• _Source passage_:
—————

Ariel Scholten, 10, left, and Analise Scholten, 5, left look for a sweet nector that comes off the petals of the banana bloom of a musa ice cream banana tree at Norcal Growers in Sebastopol.

Scion exchange offers a chance to get rare or unusual plants at little or no cost

It started with only 10 banana trees. Vincent Scholten saw a few bananas at a Monterey area nursery and became intrigued. As a grower who likes to experiment with new things, he toted them home to see how they would do in his greenhouse.

He didn't get to keep them very long.

At his next weekend plant sale, shoppers spotted the plants he intended just for himself and quickly bought him out. So he drove back to the same nursery and hauled home 25 more. After tapping out that source, he found a San Diego supplier with 203 varieties.

Before he knew it, Scholten was in the banana business, managing his own mini plantation inside a 16,880 square-foot warehouse east of Sebastopol. While still small, his Sebastopol Banana Company is one of the larger banana nurseries in the state, feeding a constituency of gardeners who crave the tropical look or who have a taste for the rare and unusual.

"It just kind of found us. It was fun and happened really fast," he says.

Although they're still an oddity in a home garden, you can grow bananas on the North Coast if you choose a more adaptable variety, give it the water and drainage it needs and protect it during any prolonged periods of frost.

Under the name NorCal Growers, Scholten also grows other tropical companion plants, espaliered fruit trees and greenhouse vegetables for local restaurants.

He flies quietly under the radar and doesn't advertise. But banana fans from all over California and beyond manage to find him, many at the annual Scion Exchange put on by the Redwood Chapter of the California Rare Fruit Growers.

The big annual winter exchange is from 10 a.m. to 2 p.m. Saturday at the Sebastopol Veterans Building, 282 High St. Here anyone from novice gardener to serious grower is welcome to come by to stock up on scions - tiny cuttings - and plants. Many are free or priced nominally. A $5 donation is asked at the door to offset rental of the hall.

Inside is a huge bowl of options - some 500 different varieties of common, rare and experimental plants and trees, as well as grafting and planting demonstration classes. Experts and hobby growers will be on hand to answer questions. Attendees should bring one-gallon plastic bags, tape and pens to mark their acquisitions.

Scholten and his bananas, which he sells nominally for a few dollars up to $10 for a large bare-root plant, is always a popular attraction that sells out by the end of the day.

Although initially he offered up to 60 varieties, he found that too many options proved bewildering to a public unfamiliar with bananas. So he has whittled his choices down to a handful, including the popular Ice Cream, which many people find produces a fruit with a taste faintly reminiscent of vanilla ice cream. There are also many nice ornamental varieties that don't produce edible fruit but look great in a tropical landscape.

—————

• _Record list_:
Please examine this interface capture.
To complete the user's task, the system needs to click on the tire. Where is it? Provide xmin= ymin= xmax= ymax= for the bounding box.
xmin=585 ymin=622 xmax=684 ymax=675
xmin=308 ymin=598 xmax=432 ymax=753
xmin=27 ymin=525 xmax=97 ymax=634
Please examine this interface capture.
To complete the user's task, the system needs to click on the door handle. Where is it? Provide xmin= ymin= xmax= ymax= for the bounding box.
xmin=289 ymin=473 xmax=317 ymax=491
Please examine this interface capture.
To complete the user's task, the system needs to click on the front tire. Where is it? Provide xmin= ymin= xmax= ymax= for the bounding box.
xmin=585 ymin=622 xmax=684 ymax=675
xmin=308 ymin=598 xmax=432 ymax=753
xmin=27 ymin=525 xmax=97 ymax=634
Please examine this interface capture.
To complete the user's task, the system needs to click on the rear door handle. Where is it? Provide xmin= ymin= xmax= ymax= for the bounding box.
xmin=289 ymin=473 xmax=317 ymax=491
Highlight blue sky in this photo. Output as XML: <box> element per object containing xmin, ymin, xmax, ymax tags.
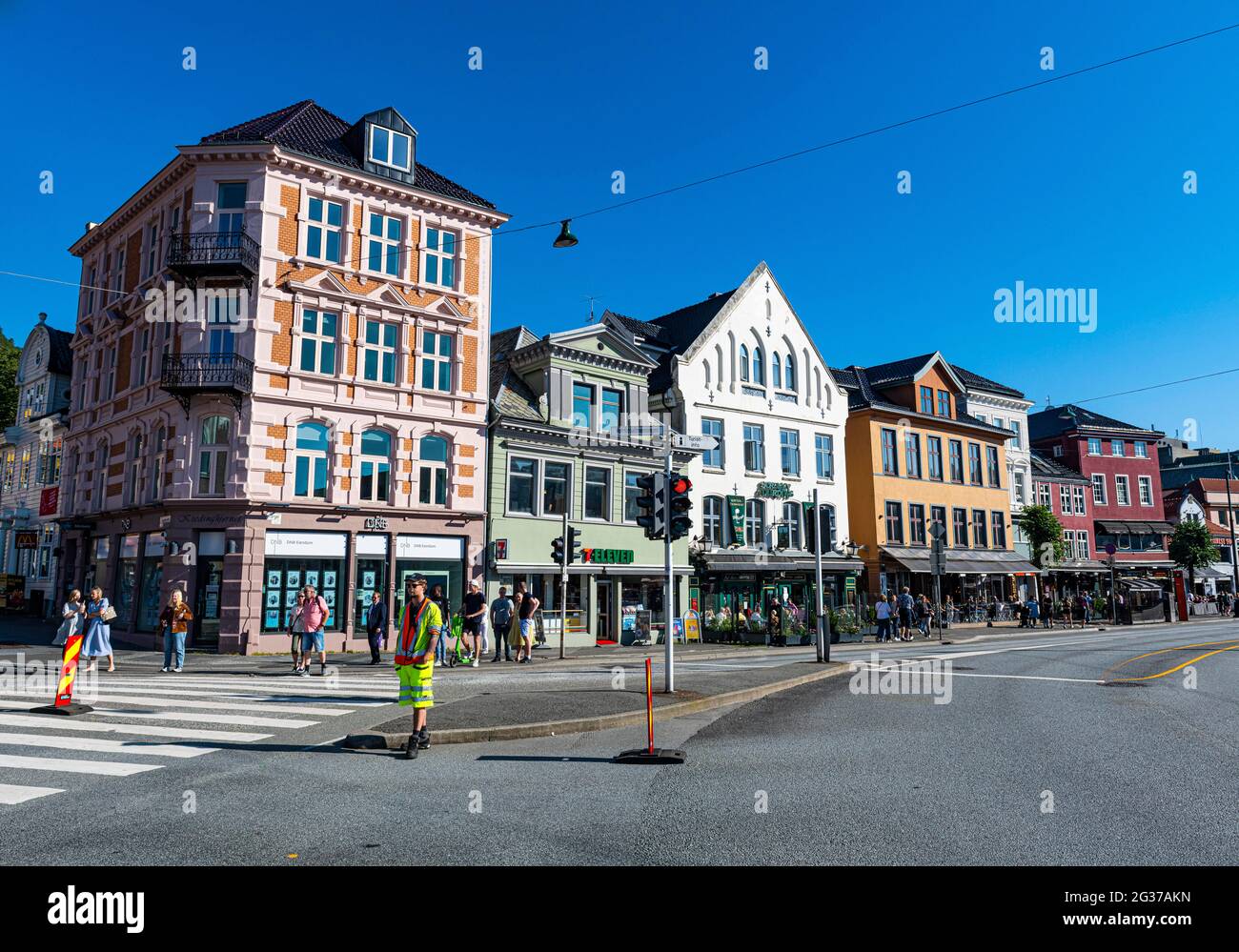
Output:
<box><xmin>0</xmin><ymin>0</ymin><xmax>1239</xmax><ymax>445</ymax></box>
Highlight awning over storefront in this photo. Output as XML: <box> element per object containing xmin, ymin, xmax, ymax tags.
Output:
<box><xmin>705</xmin><ymin>552</ymin><xmax>864</xmax><ymax>576</ymax></box>
<box><xmin>883</xmin><ymin>545</ymin><xmax>1038</xmax><ymax>576</ymax></box>
<box><xmin>1097</xmin><ymin>519</ymin><xmax>1174</xmax><ymax>536</ymax></box>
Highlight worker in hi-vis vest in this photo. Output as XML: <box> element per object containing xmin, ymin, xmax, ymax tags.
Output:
<box><xmin>396</xmin><ymin>576</ymin><xmax>443</xmax><ymax>760</ymax></box>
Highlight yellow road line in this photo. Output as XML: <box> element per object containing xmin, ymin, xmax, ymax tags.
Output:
<box><xmin>1111</xmin><ymin>642</ymin><xmax>1239</xmax><ymax>680</ymax></box>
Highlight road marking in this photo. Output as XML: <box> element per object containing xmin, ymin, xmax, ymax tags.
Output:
<box><xmin>0</xmin><ymin>754</ymin><xmax>164</xmax><ymax>778</ymax></box>
<box><xmin>0</xmin><ymin>731</ymin><xmax>219</xmax><ymax>758</ymax></box>
<box><xmin>0</xmin><ymin>714</ymin><xmax>273</xmax><ymax>743</ymax></box>
<box><xmin>0</xmin><ymin>688</ymin><xmax>355</xmax><ymax>718</ymax></box>
<box><xmin>1110</xmin><ymin>642</ymin><xmax>1239</xmax><ymax>681</ymax></box>
<box><xmin>0</xmin><ymin>783</ymin><xmax>65</xmax><ymax>807</ymax></box>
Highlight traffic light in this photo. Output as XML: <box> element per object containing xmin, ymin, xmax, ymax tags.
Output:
<box><xmin>637</xmin><ymin>473</ymin><xmax>666</xmax><ymax>539</ymax></box>
<box><xmin>666</xmin><ymin>473</ymin><xmax>693</xmax><ymax>541</ymax></box>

—————

• _Tasks to perform_:
• A. In the article on the Sebastopol banana grower, what is the size of the warehouse that houses Scholten's plantation?
• B. Render this sentence from the article on the Sebastopol banana grower in French: "Experts and hobby growers will be on hand to answer questions."
• C. From the article on the Sebastopol banana grower, reproduce verbatim the part that opens with the words containing "Although they're still" and closes with "periods of frost.".

• _Outputs by task_:
• A. 16,880 square feet

• B. Des experts et des jardiniers amateurs seront sur place pour répondre aux questions.

• C.
Although they're still an oddity in a home garden, you can grow bananas on the North Coast if you choose a more adaptable variety, give it the water and drainage it needs and protect it during any prolonged periods of frost.